EXERCISE BRIEF: Report every line of the records below that contains the word "rear", matching case exactly.

(Stored items)
------------------------------------------------------------------------
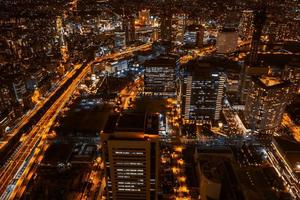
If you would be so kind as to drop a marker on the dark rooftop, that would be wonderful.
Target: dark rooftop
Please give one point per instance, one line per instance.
(132, 122)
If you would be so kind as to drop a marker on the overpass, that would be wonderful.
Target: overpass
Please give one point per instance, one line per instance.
(14, 173)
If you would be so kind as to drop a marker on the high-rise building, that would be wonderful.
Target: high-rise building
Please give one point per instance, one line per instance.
(166, 22)
(193, 36)
(144, 17)
(160, 75)
(259, 18)
(120, 39)
(251, 67)
(265, 103)
(131, 153)
(245, 26)
(227, 40)
(202, 92)
(129, 29)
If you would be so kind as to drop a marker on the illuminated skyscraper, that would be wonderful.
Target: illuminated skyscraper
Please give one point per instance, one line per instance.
(259, 18)
(166, 23)
(193, 36)
(129, 29)
(245, 26)
(252, 67)
(265, 103)
(160, 75)
(202, 93)
(227, 40)
(131, 153)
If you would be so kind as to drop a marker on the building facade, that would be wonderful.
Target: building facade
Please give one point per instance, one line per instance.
(193, 36)
(160, 75)
(202, 93)
(227, 40)
(131, 153)
(265, 103)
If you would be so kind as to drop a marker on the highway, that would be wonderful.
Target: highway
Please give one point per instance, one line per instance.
(26, 118)
(16, 169)
(295, 129)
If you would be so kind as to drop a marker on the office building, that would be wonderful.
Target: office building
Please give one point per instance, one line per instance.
(193, 36)
(245, 26)
(259, 19)
(131, 153)
(160, 75)
(265, 103)
(202, 92)
(144, 17)
(129, 29)
(227, 40)
(120, 39)
(166, 23)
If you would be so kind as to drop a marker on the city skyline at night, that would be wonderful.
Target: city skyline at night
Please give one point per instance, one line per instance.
(150, 99)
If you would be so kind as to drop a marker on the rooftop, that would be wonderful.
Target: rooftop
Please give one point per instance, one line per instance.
(132, 122)
(270, 81)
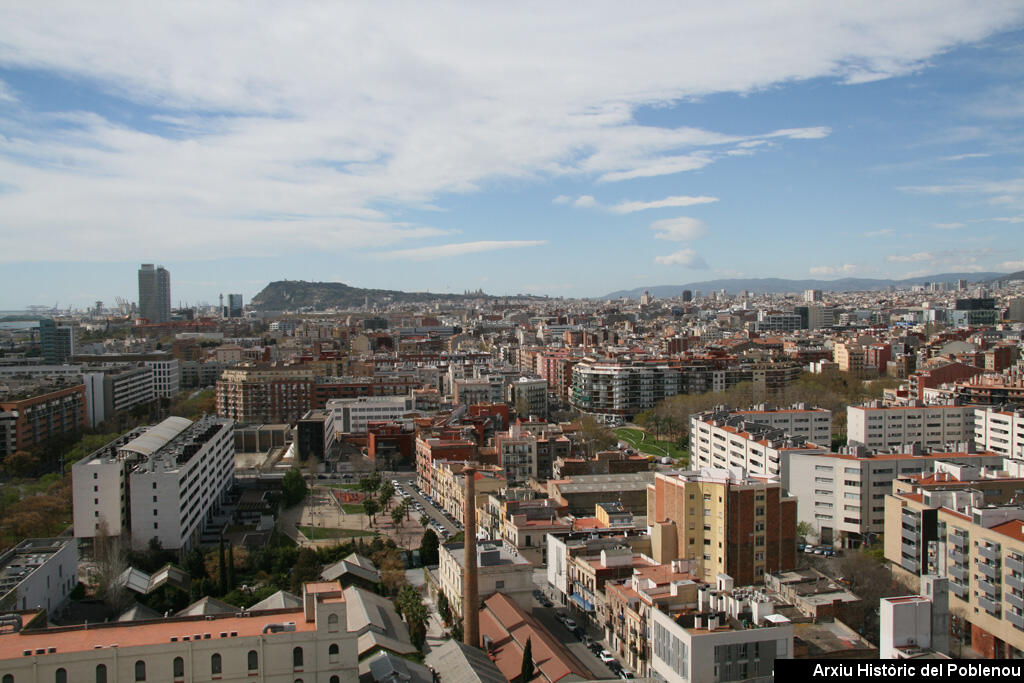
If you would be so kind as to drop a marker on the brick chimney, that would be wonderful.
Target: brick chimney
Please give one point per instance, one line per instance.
(471, 592)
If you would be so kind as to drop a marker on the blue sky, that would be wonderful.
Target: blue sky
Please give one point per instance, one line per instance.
(520, 148)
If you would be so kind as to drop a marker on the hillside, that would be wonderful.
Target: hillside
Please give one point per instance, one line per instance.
(293, 295)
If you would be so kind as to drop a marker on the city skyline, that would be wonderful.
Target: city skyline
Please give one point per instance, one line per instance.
(493, 150)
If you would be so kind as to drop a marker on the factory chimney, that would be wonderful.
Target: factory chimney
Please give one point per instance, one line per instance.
(471, 593)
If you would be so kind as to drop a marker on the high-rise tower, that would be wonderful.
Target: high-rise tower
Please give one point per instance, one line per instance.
(154, 293)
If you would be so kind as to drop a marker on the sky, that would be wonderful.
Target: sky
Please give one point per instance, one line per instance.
(559, 148)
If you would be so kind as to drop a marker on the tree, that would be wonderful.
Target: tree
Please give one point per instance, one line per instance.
(428, 548)
(293, 487)
(526, 672)
(371, 507)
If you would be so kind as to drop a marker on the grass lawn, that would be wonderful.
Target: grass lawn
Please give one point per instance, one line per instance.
(644, 442)
(320, 534)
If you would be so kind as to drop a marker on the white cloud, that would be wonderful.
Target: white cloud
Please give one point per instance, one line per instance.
(631, 207)
(318, 125)
(685, 257)
(845, 269)
(973, 155)
(458, 249)
(682, 228)
(910, 258)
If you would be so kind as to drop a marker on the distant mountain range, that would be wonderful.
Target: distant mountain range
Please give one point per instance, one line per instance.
(293, 295)
(780, 286)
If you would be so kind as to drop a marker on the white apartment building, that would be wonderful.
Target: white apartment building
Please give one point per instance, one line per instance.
(720, 441)
(166, 377)
(39, 573)
(160, 482)
(813, 424)
(311, 643)
(711, 644)
(882, 427)
(352, 415)
(842, 495)
(999, 431)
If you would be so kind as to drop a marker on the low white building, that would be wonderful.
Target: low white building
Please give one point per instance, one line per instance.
(38, 573)
(352, 415)
(159, 482)
(880, 427)
(710, 644)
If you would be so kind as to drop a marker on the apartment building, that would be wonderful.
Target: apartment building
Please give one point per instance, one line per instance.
(615, 390)
(309, 643)
(710, 643)
(813, 424)
(158, 482)
(115, 388)
(35, 411)
(842, 495)
(39, 573)
(881, 427)
(723, 521)
(498, 571)
(718, 440)
(999, 430)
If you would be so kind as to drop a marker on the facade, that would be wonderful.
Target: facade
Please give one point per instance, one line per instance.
(723, 521)
(154, 293)
(843, 496)
(39, 573)
(31, 414)
(881, 427)
(1000, 431)
(721, 441)
(350, 416)
(710, 644)
(498, 571)
(56, 341)
(112, 389)
(159, 482)
(311, 643)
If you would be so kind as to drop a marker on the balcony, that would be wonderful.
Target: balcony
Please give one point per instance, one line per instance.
(989, 606)
(990, 570)
(991, 553)
(1016, 620)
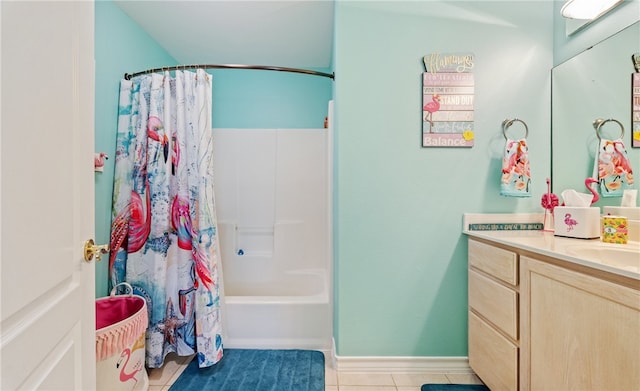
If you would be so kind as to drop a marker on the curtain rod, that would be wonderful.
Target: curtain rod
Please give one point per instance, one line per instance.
(128, 76)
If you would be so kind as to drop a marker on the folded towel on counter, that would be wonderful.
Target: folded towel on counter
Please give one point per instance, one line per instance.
(516, 173)
(612, 168)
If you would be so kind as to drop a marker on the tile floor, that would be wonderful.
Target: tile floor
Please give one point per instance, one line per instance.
(162, 378)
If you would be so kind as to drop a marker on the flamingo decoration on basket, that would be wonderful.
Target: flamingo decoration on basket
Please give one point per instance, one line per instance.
(549, 202)
(98, 161)
(137, 367)
(591, 181)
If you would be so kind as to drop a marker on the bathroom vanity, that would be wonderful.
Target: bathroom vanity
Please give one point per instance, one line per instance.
(548, 312)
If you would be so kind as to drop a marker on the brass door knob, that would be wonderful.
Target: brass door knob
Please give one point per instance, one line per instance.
(91, 250)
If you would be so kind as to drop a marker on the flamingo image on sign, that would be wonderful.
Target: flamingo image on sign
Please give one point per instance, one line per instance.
(447, 103)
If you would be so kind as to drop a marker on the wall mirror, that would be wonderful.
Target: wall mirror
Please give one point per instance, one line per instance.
(595, 83)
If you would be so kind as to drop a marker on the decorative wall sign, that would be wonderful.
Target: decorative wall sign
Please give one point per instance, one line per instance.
(635, 111)
(447, 100)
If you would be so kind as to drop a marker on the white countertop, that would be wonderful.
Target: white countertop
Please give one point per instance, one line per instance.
(592, 252)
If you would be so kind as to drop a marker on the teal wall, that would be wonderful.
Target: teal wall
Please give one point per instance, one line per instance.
(400, 258)
(241, 99)
(120, 46)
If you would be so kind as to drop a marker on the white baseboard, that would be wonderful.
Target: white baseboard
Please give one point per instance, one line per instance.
(400, 364)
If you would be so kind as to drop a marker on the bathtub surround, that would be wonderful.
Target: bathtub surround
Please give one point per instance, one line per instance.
(272, 193)
(257, 370)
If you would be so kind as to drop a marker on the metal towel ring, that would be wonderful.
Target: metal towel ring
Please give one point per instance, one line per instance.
(599, 122)
(508, 122)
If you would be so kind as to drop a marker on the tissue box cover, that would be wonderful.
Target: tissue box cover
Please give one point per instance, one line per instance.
(614, 229)
(577, 222)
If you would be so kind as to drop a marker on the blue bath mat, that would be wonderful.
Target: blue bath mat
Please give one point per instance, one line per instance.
(454, 387)
(257, 370)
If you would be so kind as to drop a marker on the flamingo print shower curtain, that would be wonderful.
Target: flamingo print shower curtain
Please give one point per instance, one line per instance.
(163, 231)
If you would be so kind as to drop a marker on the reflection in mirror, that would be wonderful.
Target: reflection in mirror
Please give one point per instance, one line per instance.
(594, 84)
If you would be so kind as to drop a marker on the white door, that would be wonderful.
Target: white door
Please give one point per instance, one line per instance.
(47, 329)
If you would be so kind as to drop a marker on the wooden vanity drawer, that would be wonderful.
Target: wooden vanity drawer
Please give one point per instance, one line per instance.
(492, 357)
(495, 302)
(500, 263)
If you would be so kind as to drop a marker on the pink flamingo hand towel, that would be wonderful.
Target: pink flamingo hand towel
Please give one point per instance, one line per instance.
(612, 168)
(516, 172)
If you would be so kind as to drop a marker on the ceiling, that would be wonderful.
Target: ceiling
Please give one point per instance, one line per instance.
(292, 33)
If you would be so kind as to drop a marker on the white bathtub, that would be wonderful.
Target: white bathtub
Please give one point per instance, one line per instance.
(273, 206)
(293, 312)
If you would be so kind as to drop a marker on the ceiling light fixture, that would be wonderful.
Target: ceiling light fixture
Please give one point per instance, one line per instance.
(587, 9)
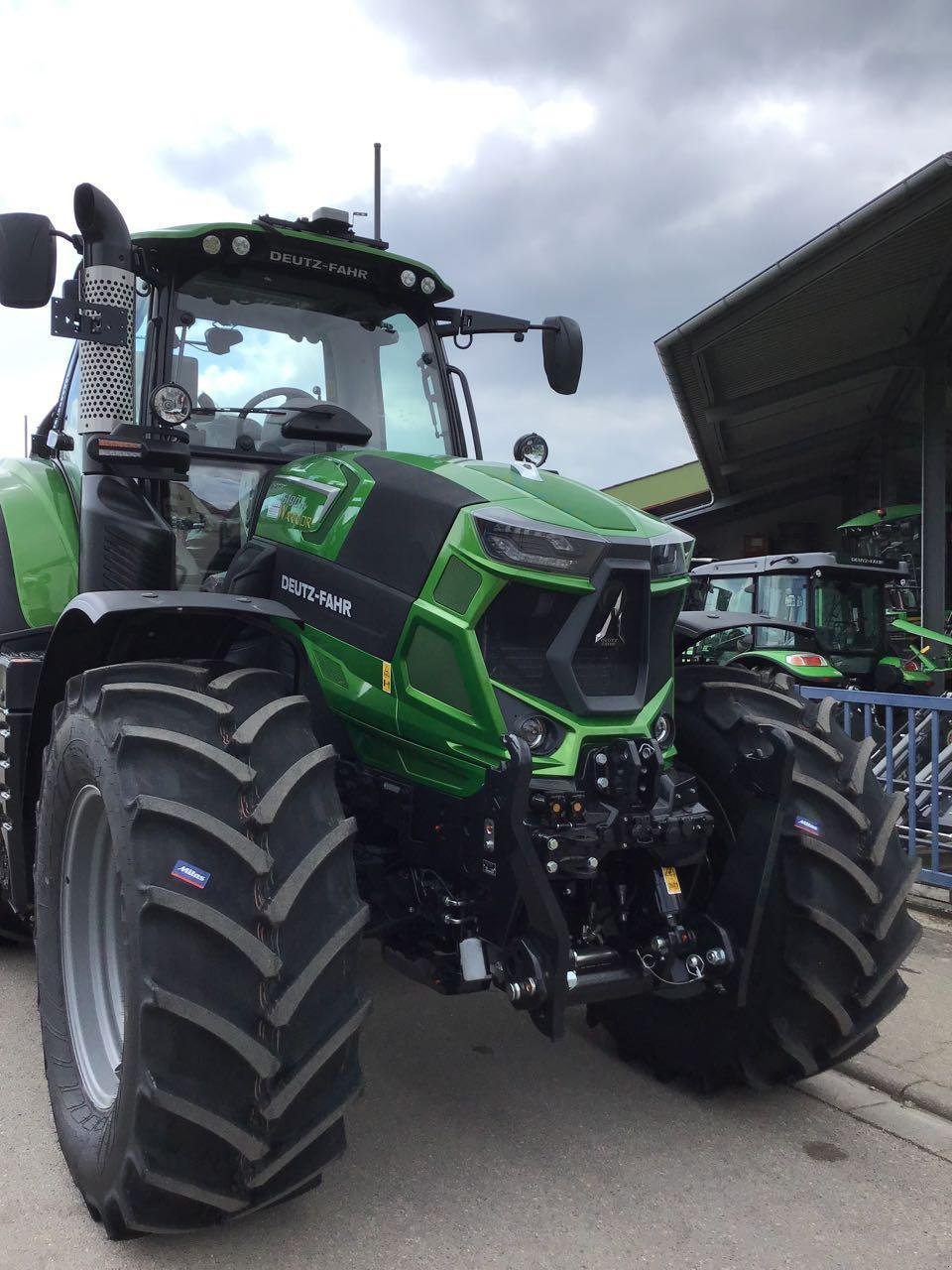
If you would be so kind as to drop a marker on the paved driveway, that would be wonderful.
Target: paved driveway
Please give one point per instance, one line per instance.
(481, 1144)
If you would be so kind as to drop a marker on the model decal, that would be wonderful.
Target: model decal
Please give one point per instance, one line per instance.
(313, 595)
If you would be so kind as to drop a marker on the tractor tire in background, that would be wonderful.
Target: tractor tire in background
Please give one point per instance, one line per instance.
(197, 942)
(835, 928)
(13, 929)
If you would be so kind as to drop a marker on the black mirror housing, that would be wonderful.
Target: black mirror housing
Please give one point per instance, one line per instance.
(326, 422)
(27, 261)
(561, 353)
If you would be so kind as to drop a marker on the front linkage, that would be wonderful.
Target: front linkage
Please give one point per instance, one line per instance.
(565, 892)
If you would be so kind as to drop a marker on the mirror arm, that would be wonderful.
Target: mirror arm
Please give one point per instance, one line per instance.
(470, 409)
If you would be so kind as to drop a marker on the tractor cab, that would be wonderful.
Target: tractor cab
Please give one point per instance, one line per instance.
(842, 599)
(893, 535)
(252, 345)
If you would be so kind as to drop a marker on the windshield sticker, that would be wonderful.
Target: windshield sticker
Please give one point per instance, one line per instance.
(312, 262)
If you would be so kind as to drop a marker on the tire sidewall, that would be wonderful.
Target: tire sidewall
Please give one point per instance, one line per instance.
(94, 1142)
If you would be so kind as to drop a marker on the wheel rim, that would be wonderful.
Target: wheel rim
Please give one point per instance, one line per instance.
(90, 940)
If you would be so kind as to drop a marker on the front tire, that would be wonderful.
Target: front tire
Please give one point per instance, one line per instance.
(197, 940)
(835, 928)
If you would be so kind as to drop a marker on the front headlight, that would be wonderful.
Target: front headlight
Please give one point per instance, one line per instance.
(670, 554)
(531, 545)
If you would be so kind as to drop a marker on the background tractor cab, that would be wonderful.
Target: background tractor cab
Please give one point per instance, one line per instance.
(893, 535)
(842, 601)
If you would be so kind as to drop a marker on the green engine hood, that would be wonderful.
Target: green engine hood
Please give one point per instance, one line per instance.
(551, 498)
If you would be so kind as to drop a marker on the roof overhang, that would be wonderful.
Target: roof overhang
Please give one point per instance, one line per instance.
(802, 367)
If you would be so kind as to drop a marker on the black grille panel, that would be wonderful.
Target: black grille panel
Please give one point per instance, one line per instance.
(608, 658)
(516, 633)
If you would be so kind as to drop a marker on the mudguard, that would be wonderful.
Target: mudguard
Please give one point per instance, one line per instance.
(39, 544)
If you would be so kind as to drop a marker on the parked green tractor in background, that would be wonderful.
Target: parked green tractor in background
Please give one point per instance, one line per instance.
(833, 626)
(285, 663)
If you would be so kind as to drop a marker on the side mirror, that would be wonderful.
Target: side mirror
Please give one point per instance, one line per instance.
(561, 353)
(27, 261)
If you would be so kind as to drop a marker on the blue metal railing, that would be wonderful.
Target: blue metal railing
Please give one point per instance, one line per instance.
(912, 756)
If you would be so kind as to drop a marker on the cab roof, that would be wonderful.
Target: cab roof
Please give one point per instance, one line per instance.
(296, 250)
(803, 562)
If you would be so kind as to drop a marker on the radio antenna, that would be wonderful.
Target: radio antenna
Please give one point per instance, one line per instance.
(376, 190)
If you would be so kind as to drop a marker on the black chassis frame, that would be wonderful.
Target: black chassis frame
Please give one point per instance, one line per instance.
(520, 919)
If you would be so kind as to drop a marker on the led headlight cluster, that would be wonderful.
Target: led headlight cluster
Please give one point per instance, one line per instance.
(408, 278)
(517, 540)
(670, 554)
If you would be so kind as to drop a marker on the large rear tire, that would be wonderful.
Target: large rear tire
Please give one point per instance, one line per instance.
(197, 943)
(835, 928)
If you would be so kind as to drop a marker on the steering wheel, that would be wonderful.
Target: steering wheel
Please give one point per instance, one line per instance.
(296, 397)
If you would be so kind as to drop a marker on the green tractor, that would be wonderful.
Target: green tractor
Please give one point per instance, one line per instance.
(286, 665)
(833, 621)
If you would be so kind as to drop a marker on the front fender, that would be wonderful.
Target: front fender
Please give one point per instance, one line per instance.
(39, 544)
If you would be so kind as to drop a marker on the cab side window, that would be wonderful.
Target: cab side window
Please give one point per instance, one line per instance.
(68, 417)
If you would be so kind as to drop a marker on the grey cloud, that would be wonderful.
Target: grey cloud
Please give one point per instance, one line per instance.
(226, 167)
(670, 199)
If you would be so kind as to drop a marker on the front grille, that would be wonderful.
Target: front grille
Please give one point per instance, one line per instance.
(608, 658)
(515, 635)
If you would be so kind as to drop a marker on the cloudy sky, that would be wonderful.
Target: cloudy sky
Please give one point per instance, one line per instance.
(621, 162)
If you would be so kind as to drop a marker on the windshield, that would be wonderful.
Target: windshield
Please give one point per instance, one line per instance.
(722, 594)
(243, 350)
(848, 615)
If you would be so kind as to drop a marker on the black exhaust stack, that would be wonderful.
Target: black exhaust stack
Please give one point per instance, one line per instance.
(125, 544)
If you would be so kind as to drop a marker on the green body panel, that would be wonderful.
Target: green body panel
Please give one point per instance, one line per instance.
(41, 526)
(925, 638)
(449, 740)
(778, 657)
(867, 520)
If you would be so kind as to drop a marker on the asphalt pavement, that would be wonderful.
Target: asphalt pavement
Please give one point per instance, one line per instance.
(481, 1144)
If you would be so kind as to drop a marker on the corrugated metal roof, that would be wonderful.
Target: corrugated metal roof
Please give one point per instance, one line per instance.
(807, 359)
(657, 489)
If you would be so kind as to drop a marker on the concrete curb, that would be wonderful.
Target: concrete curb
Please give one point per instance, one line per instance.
(936, 901)
(895, 1080)
(914, 1124)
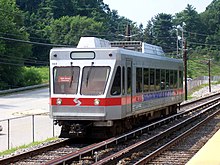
------------------------------------------------------------------------
SOLUTION FOR THIS TASK:
If you would be so kind as to drop a marker on the large rear tire, that would be wonderful.
Target: large rear tire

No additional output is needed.